Segment Start: Supplied text
LLMs might already be conscious
By MichaelDickens @ 2025-07-05T19:31 (+33)
This is a linkpost to https://mdickens.me/2025/07/05/LLMs_might_already_be_conscious/
Among people who have thought about LLM consciousness, a common belief is something like
LLMs might be conscious soon, but they aren't yet.
How sure are we that they aren't conscious already?
I made a quick list of arguments for/against LLM consciousness, and it seems to me that high confidence in non-consciousness is not justified. I don't feel comfortable assigning less than a 10% chance to LLM consciousness, and I believe a 1% chance is unreasonably confident. But I am interested in hearing arguments I may have missed.
For context, I lean toward the computational theory of consciousness, but I also think it's reasonable to have high uncertainty about which theory of consciousness is correct.
Behavioral evidence
- Pro: LLMs have passed the Turing test. If you have a black box containing either a human or an LLM, and you interrogate it about consciousness, it's quite hard to tell which one you're talking to. If we take a human's explanation of their own conscious experience as important evidence of consciousness, then we must do the same for an LLM.
- Pro: LLMs have good theory of mind and self-awareness (e.g. they can recognize when they are being tested). Some people think those are important features of consciousness, I disagree but I figured I should mention it.
- Anti: LLMs will report being conscious or not conscious basically arbitrarily depending on what role they are playing.
- Counterpoint: It's plausible that an LLM has to be conscious to successfully imitate consciousness, but clearly a conscious being can successfully pretend to not be conscious.
- Anti: LLMs will sometimes report having particular conscious experiences that should be impossible for them. I'm particularly thinking of experiences involving sensory input from sense organs that LLMs don't have.
- Counterpoint: Perhaps some feature of their architecture allows them to experience the equivalent of sensory input without having sense organs, much like how humans can hallucinate.
Segment End: Supplied text
• **Activity**
In the post on LLM consciousness, which theory of consciousness does the author say they lean toward?
Segment Start: Dataset entries
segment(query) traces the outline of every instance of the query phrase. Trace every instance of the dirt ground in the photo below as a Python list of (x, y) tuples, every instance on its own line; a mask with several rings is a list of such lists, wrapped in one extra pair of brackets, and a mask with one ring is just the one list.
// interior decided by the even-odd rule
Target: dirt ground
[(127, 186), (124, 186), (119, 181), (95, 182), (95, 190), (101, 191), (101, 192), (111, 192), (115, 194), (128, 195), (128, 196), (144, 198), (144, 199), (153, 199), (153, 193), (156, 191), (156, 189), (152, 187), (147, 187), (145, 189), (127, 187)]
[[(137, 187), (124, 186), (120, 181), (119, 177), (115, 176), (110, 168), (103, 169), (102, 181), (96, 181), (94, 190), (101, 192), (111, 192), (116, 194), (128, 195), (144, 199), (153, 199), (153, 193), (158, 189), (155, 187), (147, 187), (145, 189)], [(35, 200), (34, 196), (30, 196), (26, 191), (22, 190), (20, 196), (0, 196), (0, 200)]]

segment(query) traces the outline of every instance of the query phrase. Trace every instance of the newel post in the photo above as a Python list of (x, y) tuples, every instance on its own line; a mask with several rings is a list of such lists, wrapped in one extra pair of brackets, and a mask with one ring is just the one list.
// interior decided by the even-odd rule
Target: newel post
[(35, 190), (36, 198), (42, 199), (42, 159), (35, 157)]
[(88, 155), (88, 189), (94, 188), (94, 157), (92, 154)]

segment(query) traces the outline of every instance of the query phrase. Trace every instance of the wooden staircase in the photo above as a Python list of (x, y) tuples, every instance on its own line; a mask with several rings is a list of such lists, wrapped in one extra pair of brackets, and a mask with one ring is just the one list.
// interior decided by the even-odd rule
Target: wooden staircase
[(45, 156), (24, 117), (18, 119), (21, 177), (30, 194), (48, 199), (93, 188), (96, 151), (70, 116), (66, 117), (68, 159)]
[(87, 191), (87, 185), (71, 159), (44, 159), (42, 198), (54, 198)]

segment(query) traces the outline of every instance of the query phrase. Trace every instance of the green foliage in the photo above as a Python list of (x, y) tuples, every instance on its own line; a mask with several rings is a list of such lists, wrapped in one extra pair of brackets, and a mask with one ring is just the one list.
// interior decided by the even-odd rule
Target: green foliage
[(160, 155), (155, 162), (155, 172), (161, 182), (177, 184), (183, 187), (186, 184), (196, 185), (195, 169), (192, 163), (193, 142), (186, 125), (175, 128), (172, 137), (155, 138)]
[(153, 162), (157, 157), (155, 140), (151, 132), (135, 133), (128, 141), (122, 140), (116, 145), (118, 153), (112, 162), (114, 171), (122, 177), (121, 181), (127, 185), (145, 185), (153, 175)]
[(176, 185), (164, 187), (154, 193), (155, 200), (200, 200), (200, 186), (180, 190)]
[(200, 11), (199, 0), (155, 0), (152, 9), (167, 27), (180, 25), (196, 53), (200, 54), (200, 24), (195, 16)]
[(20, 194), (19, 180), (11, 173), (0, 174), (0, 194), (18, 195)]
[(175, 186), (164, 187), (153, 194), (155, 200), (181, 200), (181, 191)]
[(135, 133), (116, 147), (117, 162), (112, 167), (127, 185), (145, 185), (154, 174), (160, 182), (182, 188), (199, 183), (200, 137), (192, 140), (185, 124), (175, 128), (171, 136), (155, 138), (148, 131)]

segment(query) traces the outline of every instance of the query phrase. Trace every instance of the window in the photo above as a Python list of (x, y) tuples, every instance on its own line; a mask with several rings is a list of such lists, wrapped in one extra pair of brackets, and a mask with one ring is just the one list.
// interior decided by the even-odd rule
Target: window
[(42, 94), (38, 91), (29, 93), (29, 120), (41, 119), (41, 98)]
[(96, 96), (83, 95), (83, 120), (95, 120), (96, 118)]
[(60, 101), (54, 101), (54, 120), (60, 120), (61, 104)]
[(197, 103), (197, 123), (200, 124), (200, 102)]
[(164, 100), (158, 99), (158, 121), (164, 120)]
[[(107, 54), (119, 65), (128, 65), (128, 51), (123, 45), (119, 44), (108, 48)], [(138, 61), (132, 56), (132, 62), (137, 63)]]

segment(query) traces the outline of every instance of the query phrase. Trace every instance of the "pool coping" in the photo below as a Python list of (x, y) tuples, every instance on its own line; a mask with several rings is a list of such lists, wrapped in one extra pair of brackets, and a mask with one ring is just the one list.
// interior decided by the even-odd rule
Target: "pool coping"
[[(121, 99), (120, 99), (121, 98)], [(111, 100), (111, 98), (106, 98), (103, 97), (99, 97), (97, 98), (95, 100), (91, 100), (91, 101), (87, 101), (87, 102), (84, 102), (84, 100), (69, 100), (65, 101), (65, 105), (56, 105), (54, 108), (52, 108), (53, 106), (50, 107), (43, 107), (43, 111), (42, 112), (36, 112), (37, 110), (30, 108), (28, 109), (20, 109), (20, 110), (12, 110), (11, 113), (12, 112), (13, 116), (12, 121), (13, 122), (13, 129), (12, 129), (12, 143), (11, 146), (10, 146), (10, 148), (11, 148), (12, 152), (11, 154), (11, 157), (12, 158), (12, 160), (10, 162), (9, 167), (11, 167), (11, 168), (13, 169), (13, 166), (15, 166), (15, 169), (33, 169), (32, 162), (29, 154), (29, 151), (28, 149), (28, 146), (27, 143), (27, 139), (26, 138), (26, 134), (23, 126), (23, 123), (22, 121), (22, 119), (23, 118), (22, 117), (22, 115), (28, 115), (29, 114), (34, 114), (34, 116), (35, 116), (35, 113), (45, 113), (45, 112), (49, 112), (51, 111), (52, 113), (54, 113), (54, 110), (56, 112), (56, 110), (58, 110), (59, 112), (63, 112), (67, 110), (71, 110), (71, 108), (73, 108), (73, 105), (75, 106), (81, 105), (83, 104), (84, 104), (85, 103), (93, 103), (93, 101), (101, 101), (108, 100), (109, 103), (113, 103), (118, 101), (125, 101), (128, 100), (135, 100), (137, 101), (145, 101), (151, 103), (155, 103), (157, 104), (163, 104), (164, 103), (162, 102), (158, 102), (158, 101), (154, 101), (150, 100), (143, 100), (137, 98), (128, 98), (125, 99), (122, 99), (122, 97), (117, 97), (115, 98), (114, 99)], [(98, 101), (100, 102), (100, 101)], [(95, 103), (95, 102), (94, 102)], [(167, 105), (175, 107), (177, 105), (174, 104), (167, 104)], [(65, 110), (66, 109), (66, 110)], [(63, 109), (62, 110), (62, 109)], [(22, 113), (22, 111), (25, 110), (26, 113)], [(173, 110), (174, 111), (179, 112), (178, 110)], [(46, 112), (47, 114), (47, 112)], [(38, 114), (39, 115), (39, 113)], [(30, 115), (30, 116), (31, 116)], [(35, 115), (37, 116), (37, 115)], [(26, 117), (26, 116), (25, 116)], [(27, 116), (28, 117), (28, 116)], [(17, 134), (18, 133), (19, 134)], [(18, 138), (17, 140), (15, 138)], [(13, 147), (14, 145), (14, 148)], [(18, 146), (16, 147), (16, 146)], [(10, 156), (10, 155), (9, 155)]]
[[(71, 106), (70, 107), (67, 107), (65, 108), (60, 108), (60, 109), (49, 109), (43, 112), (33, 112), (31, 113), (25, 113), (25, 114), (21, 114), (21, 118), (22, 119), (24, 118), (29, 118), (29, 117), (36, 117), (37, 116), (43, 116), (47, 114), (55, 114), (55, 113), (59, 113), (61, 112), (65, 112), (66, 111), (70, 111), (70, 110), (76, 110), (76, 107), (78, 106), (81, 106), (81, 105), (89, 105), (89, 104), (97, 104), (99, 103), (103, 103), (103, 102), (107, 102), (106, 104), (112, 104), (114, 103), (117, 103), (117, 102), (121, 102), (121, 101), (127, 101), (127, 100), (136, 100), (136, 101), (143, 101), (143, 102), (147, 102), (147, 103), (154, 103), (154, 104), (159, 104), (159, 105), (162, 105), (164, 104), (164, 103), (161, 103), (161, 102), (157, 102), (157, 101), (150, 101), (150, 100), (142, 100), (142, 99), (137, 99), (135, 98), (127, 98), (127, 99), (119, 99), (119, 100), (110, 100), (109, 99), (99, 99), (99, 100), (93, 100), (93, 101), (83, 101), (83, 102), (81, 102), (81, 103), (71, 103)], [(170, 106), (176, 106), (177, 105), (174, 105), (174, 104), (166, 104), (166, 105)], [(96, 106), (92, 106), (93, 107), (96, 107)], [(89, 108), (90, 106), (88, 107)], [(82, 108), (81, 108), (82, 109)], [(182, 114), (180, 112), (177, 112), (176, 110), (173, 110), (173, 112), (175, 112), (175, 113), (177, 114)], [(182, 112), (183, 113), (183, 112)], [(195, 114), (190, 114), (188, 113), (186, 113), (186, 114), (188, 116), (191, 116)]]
Segment End: Dataset entries
• **Response to the task**
The computational theory of consciousness.